→ **Exercise objective**
How many lines in the material below contain the string "door"? Case counts. Reply with the number alone.
* BEGIN *
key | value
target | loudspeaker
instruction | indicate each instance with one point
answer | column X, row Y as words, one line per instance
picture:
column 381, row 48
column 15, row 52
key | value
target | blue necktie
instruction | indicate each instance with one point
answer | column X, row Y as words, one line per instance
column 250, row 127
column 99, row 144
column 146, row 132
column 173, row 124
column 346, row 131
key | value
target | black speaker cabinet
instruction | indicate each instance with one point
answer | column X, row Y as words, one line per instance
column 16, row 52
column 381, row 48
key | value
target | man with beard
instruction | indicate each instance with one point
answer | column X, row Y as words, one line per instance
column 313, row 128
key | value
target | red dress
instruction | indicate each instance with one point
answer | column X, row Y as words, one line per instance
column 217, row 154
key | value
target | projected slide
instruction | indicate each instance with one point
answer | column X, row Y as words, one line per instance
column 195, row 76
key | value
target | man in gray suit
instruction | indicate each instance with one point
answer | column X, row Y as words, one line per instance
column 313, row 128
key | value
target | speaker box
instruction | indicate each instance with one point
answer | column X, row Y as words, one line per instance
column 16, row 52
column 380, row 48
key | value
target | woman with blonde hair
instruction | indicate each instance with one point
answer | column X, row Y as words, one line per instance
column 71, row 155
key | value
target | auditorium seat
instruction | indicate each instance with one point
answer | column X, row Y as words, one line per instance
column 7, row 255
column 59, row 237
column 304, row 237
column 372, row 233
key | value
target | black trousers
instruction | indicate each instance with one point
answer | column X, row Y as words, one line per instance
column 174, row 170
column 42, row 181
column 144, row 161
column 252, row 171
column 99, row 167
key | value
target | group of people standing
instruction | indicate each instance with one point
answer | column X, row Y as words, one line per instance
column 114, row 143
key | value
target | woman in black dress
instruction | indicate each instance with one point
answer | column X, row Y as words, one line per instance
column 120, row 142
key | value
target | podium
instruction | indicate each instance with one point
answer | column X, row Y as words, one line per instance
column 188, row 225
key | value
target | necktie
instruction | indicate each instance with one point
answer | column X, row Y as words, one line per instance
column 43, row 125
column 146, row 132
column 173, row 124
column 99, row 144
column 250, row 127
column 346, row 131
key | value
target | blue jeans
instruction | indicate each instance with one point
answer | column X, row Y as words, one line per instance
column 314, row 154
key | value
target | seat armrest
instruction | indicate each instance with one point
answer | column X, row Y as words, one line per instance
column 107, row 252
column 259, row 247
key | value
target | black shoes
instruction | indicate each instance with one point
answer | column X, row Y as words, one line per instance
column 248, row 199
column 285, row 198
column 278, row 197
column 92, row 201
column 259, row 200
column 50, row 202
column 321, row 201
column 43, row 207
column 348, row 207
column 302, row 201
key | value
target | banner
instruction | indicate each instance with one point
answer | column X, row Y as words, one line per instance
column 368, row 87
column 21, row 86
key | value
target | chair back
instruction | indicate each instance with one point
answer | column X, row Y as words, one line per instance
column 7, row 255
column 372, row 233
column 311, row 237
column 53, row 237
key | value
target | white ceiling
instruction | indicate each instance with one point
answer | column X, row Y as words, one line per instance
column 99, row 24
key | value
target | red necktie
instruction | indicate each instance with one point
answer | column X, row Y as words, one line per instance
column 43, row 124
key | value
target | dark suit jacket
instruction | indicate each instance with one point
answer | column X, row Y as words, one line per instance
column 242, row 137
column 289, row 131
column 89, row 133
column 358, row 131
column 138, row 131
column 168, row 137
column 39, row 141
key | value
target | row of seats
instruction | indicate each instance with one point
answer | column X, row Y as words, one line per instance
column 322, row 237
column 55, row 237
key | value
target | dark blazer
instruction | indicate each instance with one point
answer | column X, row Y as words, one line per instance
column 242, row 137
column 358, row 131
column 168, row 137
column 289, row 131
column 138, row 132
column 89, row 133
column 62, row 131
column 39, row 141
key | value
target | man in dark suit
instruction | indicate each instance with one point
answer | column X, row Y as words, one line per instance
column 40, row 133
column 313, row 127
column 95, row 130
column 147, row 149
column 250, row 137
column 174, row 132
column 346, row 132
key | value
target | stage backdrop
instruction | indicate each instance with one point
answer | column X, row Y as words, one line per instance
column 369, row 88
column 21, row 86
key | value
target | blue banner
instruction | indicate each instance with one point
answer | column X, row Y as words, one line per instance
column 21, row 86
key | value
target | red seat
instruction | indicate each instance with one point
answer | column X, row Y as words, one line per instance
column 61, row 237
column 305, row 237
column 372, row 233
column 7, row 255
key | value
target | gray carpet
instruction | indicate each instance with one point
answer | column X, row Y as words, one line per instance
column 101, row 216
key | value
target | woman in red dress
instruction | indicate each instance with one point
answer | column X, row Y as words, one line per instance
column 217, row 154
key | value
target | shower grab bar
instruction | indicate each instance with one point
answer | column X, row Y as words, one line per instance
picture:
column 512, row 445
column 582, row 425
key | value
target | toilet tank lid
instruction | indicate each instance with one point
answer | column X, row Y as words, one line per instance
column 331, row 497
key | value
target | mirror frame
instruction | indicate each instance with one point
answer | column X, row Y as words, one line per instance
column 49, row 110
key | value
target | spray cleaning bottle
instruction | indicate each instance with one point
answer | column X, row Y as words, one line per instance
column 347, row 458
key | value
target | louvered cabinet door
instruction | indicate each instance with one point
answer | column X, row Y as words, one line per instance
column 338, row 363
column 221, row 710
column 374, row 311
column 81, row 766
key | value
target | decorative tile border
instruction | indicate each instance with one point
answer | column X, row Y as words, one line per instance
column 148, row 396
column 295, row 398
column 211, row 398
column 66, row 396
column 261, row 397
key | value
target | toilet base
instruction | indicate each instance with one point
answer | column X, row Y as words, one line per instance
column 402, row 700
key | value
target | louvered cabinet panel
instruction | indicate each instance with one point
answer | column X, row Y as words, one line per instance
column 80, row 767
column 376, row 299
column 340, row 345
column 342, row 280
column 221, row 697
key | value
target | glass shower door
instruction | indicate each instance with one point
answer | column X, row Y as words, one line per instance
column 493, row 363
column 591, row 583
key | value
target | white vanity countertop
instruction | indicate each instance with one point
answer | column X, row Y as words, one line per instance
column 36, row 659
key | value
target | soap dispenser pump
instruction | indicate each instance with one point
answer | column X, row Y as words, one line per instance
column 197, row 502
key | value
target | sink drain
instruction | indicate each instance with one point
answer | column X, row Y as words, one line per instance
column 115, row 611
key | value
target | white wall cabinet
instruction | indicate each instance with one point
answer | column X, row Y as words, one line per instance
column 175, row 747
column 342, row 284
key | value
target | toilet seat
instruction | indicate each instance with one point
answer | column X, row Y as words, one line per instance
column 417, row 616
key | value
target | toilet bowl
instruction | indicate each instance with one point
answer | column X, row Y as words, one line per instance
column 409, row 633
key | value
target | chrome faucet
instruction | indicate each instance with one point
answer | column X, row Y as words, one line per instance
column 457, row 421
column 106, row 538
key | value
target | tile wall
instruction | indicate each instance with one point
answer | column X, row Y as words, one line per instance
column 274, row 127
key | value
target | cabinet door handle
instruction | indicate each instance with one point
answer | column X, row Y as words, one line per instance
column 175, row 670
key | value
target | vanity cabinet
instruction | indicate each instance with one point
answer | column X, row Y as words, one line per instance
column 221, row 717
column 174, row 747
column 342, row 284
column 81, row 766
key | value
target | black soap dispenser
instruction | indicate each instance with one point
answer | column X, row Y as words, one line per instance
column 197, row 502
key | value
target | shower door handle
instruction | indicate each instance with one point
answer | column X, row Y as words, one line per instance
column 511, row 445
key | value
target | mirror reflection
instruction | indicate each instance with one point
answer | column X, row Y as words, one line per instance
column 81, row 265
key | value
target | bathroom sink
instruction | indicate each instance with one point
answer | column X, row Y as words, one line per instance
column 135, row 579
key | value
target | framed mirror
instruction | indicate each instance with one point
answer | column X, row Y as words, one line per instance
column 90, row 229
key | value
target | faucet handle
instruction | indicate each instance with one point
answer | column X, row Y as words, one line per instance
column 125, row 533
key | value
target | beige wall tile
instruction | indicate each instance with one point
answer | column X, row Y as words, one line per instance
* END *
→ **Solution below**
4